● Given problem: Pull out each line in the records below that contains the string "inscription".

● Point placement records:
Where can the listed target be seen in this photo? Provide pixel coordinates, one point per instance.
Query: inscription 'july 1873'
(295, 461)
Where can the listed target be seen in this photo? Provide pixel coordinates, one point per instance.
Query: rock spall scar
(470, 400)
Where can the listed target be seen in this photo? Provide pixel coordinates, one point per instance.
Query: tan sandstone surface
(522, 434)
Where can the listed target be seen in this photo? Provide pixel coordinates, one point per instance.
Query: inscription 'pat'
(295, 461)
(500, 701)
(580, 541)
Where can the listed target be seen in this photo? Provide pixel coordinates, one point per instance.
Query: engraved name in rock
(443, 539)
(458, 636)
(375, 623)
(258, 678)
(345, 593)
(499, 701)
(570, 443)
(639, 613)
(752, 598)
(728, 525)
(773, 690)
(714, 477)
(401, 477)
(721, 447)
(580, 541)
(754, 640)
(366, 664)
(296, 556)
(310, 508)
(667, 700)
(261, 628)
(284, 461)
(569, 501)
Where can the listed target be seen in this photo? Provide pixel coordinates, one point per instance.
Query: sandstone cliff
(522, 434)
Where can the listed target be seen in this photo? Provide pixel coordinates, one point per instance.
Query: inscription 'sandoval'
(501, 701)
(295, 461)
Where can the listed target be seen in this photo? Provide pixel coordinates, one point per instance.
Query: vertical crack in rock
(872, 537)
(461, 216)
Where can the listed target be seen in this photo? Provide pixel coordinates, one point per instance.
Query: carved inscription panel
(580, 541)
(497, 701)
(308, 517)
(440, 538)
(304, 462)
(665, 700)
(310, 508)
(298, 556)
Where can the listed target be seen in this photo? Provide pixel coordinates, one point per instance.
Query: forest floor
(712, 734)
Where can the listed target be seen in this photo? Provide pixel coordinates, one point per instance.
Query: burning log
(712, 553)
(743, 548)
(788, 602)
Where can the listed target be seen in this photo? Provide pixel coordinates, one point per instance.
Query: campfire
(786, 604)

● Full answer:
Query: inscription 'july 1873'
Query: inscription 'pat'
Query: inscription 'sandoval'
Query: carved inscription panel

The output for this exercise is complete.